PROBLEM TO WORK ON: Transcribe every line of the listing below with no changes, but leave the pictures out of your answer.

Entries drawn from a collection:
________________

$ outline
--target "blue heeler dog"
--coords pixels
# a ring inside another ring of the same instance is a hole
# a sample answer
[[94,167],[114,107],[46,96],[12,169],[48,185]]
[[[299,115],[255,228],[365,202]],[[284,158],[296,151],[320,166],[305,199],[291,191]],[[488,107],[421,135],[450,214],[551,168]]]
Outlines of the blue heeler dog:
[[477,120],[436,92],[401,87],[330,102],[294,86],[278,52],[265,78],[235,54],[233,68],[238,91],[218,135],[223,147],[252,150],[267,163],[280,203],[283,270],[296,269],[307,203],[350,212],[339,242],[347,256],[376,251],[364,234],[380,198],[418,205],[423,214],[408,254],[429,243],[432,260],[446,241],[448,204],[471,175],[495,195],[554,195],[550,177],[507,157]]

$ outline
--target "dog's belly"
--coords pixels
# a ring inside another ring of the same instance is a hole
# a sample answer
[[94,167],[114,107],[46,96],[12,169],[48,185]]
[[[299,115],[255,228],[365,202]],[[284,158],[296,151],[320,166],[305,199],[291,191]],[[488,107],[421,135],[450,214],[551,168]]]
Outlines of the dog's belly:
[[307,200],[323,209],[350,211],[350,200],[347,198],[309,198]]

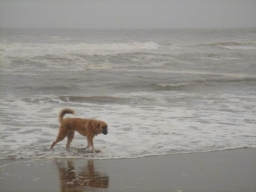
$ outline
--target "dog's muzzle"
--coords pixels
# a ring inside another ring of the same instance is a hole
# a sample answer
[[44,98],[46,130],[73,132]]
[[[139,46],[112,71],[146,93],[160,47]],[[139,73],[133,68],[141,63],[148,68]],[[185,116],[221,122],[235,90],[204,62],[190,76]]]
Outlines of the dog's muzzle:
[[106,129],[104,129],[102,130],[102,133],[104,134],[108,134],[108,130]]

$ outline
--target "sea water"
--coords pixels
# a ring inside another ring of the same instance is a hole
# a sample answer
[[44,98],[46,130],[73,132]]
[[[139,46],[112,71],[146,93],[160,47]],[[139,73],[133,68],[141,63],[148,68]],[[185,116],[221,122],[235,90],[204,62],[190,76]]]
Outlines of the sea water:
[[[256,147],[256,29],[1,29],[0,159]],[[50,150],[63,108],[105,121]]]

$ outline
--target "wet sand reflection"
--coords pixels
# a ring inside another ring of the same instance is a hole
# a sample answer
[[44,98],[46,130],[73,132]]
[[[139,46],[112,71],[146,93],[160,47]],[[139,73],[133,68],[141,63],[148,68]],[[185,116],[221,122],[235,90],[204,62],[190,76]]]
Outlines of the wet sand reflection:
[[93,160],[85,160],[87,165],[75,166],[72,159],[57,160],[61,191],[84,191],[88,187],[108,188],[109,177],[96,171]]

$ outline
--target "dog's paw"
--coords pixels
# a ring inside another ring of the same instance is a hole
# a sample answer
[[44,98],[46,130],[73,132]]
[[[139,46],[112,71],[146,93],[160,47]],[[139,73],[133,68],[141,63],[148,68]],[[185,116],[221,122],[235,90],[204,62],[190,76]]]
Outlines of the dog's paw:
[[95,154],[98,154],[101,152],[101,150],[99,149],[95,149],[95,151],[92,151],[92,152],[95,153]]

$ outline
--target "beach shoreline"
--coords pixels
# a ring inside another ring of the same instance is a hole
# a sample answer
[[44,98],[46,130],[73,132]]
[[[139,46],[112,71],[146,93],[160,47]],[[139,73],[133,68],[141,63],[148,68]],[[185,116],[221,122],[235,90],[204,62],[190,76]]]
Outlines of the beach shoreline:
[[256,148],[136,159],[0,160],[1,191],[255,191]]

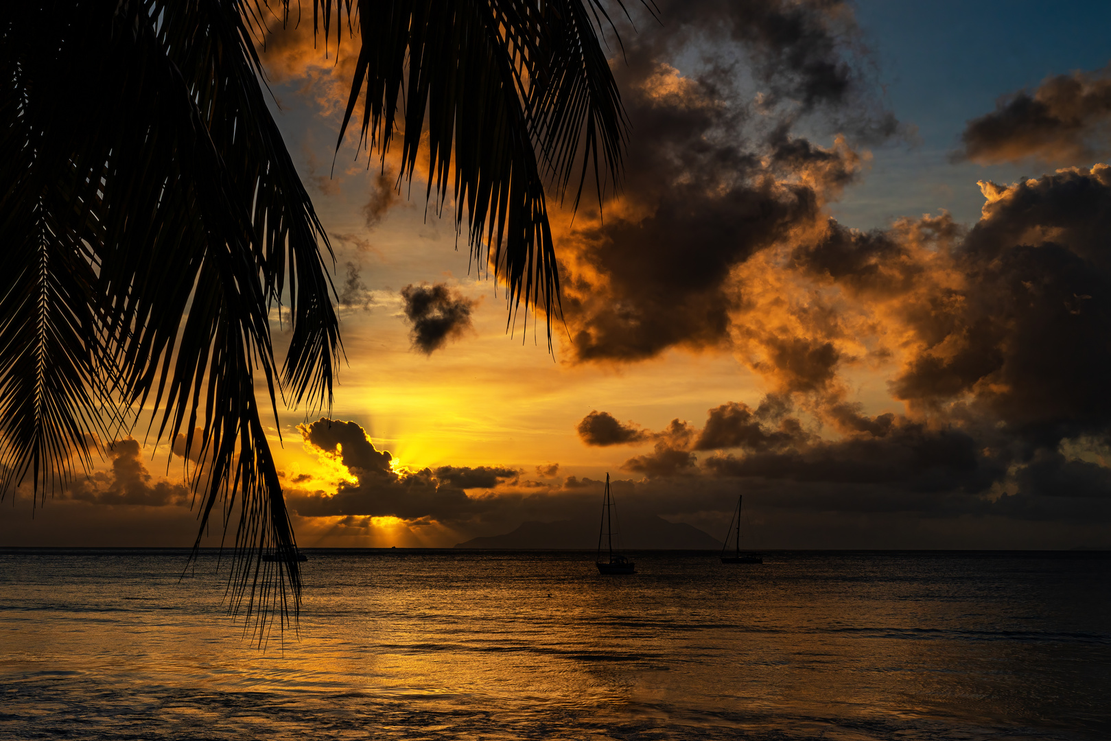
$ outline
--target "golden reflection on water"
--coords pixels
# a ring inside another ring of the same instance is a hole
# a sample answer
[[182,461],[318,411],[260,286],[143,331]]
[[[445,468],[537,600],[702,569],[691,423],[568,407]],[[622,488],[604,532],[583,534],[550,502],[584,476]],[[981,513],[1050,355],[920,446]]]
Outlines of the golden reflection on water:
[[[299,637],[272,632],[259,651],[223,613],[219,577],[202,564],[178,583],[180,554],[14,558],[0,678],[77,695],[266,693],[302,717],[417,713],[452,738],[480,721],[567,738],[630,723],[827,739],[1108,729],[1099,560],[657,553],[602,577],[592,554],[317,551]],[[203,715],[198,702],[174,717]],[[267,712],[257,722],[277,722]]]

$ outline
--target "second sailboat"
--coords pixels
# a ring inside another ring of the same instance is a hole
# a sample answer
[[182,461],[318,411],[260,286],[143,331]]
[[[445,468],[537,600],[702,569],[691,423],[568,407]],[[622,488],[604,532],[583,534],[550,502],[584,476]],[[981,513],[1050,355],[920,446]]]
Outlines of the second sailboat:
[[[595,560],[595,565],[598,570],[602,573],[637,573],[637,564],[621,555],[620,553],[613,552],[613,508],[617,503],[613,501],[613,494],[610,493],[610,474],[605,474],[605,497],[602,500],[602,525],[598,530],[598,558]],[[602,538],[605,538],[605,544],[609,550],[609,560],[602,561]]]

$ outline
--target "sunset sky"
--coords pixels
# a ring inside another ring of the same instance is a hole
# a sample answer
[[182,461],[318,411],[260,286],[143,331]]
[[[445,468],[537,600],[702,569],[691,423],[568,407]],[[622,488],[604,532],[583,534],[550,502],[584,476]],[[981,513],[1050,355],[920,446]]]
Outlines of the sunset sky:
[[[273,23],[347,354],[330,412],[273,430],[298,542],[593,520],[609,472],[718,538],[743,492],[758,548],[1111,548],[1111,7],[659,4],[611,38],[623,180],[550,203],[551,352],[452,203],[357,131],[336,153],[351,39]],[[0,542],[191,544],[144,430]]]

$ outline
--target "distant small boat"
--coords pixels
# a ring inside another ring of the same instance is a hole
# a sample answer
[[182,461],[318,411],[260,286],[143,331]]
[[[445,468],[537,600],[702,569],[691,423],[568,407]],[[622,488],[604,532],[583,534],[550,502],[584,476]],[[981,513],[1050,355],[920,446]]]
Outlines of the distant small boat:
[[300,551],[298,551],[296,549],[293,549],[293,550],[282,549],[282,550],[271,551],[269,553],[263,553],[262,554],[262,560],[263,561],[278,561],[278,562],[280,562],[280,561],[308,561],[309,557],[306,555],[304,553],[301,553]]
[[[601,573],[637,573],[637,564],[613,552],[613,512],[617,507],[613,494],[610,493],[610,474],[605,474],[605,495],[602,499],[602,524],[598,530],[598,560],[594,565]],[[602,561],[602,535],[605,535],[609,548],[609,560]]]
[[733,520],[737,521],[737,549],[733,555],[725,555],[725,549],[729,548],[729,535],[733,533],[733,520],[729,521],[729,530],[725,532],[725,544],[721,547],[721,562],[722,563],[763,563],[762,553],[741,553],[741,500],[743,494],[737,495],[737,512],[733,513]]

________________

SOLUTION TO THE PROBLEM:
$ outline
--target "blue heeler dog"
--coords pixels
# a ring inside another ring of the same instance is a hole
# a sample answer
[[94,167],[114,107],[46,96],[12,169],[48,185]]
[[[299,115],[255,228],[365,202]],[[284,158],[296,151],[320,166],[305,199],[291,191]],[[488,107],[421,135],[450,214],[551,168]]]
Outlines of the blue heeler dog:
[[477,120],[436,92],[401,87],[330,102],[294,86],[278,52],[265,78],[235,54],[233,68],[238,91],[218,135],[223,147],[252,150],[267,163],[280,203],[283,270],[296,269],[307,203],[350,212],[339,242],[347,256],[376,251],[364,234],[380,198],[418,205],[423,214],[408,254],[429,243],[432,260],[446,241],[448,204],[471,175],[495,195],[554,195],[550,177],[507,157]]

$ outline
--target "dog's belly"
--coords pixels
# a ring inside another ring of the same instance is a hole
# a sample answer
[[94,167],[114,107],[46,96],[12,169],[48,185]]
[[[299,115],[255,228],[365,202]],[[284,158],[296,151],[320,166],[305,199],[291,191]],[[488,107],[421,135],[450,214],[551,168]]]
Outlines of the dog's belly:
[[307,200],[323,209],[350,211],[350,200],[347,198],[309,198]]

$ outline
--target "dog's muzzle"
--coords pixels
# a ring inside another ring of the same instance is a hole
# a sample answer
[[44,98],[46,130],[73,132]]
[[[139,46],[112,71],[146,93],[160,47]],[[139,73],[133,68],[141,63],[148,68]],[[185,116],[221,122],[235,90],[204,62],[190,76]]]
Outlines of the dog's muzzle:
[[106,129],[104,129],[102,130],[102,133],[104,134],[108,134],[108,130]]

$ outline
--target "sea water"
--coords pixels
# a ring inside another ring of the same instance is a hole
# a sample answer
[[44,98],[46,130],[73,132]]
[[[139,46],[112,71],[146,93],[160,47]],[[139,73],[133,68],[141,63],[148,68]],[[185,116],[221,122],[235,90],[204,62],[190,76]]]
Outlines of the sea water:
[[[256,147],[256,29],[1,29],[0,159]],[[50,150],[63,108],[105,121]]]

$ outline
--target "wet sand reflection"
--coords pixels
# a ring inside another ring of the same instance is a hole
# a sample answer
[[44,98],[46,130],[73,132]]
[[[139,46],[112,71],[146,93],[160,47]],[[139,73],[133,68],[141,63],[148,68]],[[185,116],[221,122],[235,90],[204,62],[190,76]]]
Outlines of the wet sand reflection:
[[93,160],[85,160],[87,165],[75,166],[72,159],[57,160],[61,191],[84,191],[88,187],[108,188],[109,177],[96,171]]

$ outline
--target "dog's paw"
--coords pixels
# a ring inside another ring of the same instance is a hole
# a sample answer
[[44,98],[46,130],[73,132]]
[[[139,46],[112,71],[146,93],[160,47]],[[139,73],[133,68],[141,63],[148,68]],[[185,116],[221,122],[235,90],[204,62],[190,76]]]
Outlines of the dog's paw:
[[95,154],[98,154],[101,152],[101,150],[99,149],[95,149],[95,151],[92,151],[92,152],[95,153]]

$ outline
--target "beach shoreline"
--coords pixels
# a ring inside another ring of the same instance is a hole
# a sample answer
[[44,98],[46,130],[73,132]]
[[[139,46],[112,71],[146,93],[160,47]],[[139,73],[133,68],[141,63],[148,68]],[[185,116],[221,122],[235,90],[204,62],[190,76]]]
Outlines of the beach shoreline:
[[256,148],[136,159],[0,160],[1,191],[255,191]]

$ outline
--target "golden reflection on water"
--coords pixels
# a ring inside another ring of the same instance is a hole
# a sample answer
[[182,461],[318,411],[260,286],[143,331]]
[[[445,468],[537,600],[702,569],[691,423],[568,407]],[[622,488],[604,532],[583,534],[550,502],[584,476]],[[981,513],[1050,355],[920,446]]]
Outlines of the golden reflection on water:
[[[299,637],[272,632],[259,651],[223,613],[219,577],[202,564],[178,583],[180,554],[14,558],[0,678],[77,695],[266,693],[302,717],[417,713],[452,738],[480,721],[567,738],[630,723],[827,739],[1108,729],[1099,560],[657,553],[602,577],[592,554],[317,551]],[[203,715],[198,702],[174,717]],[[267,712],[257,722],[277,722]]]

$ outline
--target "second sailboat"
--coords pixels
# a ring inside another ring of the same instance is a hole
# a sample answer
[[182,461],[318,411],[260,286],[143,331]]
[[[445,468],[537,600],[702,569],[691,423],[568,407]],[[622,488],[604,532],[583,534],[550,502],[584,476]],[[981,513],[1050,355],[920,446]]]
Outlines of the second sailboat:
[[[595,560],[595,565],[598,570],[602,573],[637,573],[637,564],[621,555],[620,553],[613,552],[613,508],[617,503],[613,501],[613,494],[610,493],[610,474],[605,474],[605,497],[602,500],[602,525],[598,530],[598,558]],[[602,538],[605,538],[605,544],[609,550],[609,560],[602,561]]]

$ outline
--target "sunset sky"
--coords pixels
# a ring inside another ring of the same instance is a hole
# a sample answer
[[182,461],[318,411],[260,286],[143,331]]
[[[445,468],[537,600],[702,569],[691,423],[568,407]],[[622,488],[604,532],[583,534],[550,502],[584,476]],[[981,513],[1050,355],[920,446]]]
Outlines of the sunset sky:
[[[273,23],[347,354],[330,412],[273,430],[298,542],[593,520],[609,472],[718,538],[743,492],[758,548],[1111,548],[1111,7],[659,4],[611,38],[623,180],[550,203],[551,352],[452,203],[357,131],[336,153],[351,39]],[[0,542],[191,544],[144,430]]]

$ outline
--target "distant small boat"
--coords pixels
# a ring inside another ring of the same instance is a hole
# a sample answer
[[182,461],[318,411],[260,286],[143,331]]
[[[445,468],[537,600],[702,569],[691,423],[568,407]],[[622,488],[604,532],[583,534],[550,502],[584,476]],[[981,513],[1050,355],[920,446]]]
Outlines of the distant small boat:
[[300,551],[298,551],[296,549],[293,549],[293,550],[282,549],[282,550],[271,551],[269,553],[263,553],[262,554],[262,560],[263,561],[278,561],[278,562],[280,562],[280,561],[308,561],[309,557],[306,555],[304,553],[301,553]]
[[[601,573],[637,573],[637,564],[613,552],[613,512],[617,507],[613,494],[610,493],[610,474],[605,474],[605,495],[602,499],[602,524],[598,530],[598,560],[594,565]],[[602,561],[602,535],[605,535],[609,548],[609,560]]]
[[733,520],[737,521],[737,549],[733,555],[725,555],[725,549],[729,548],[729,535],[733,533],[733,520],[729,521],[729,530],[725,532],[725,544],[721,547],[721,562],[722,563],[763,563],[762,553],[741,553],[741,500],[743,494],[737,495],[737,512],[733,513]]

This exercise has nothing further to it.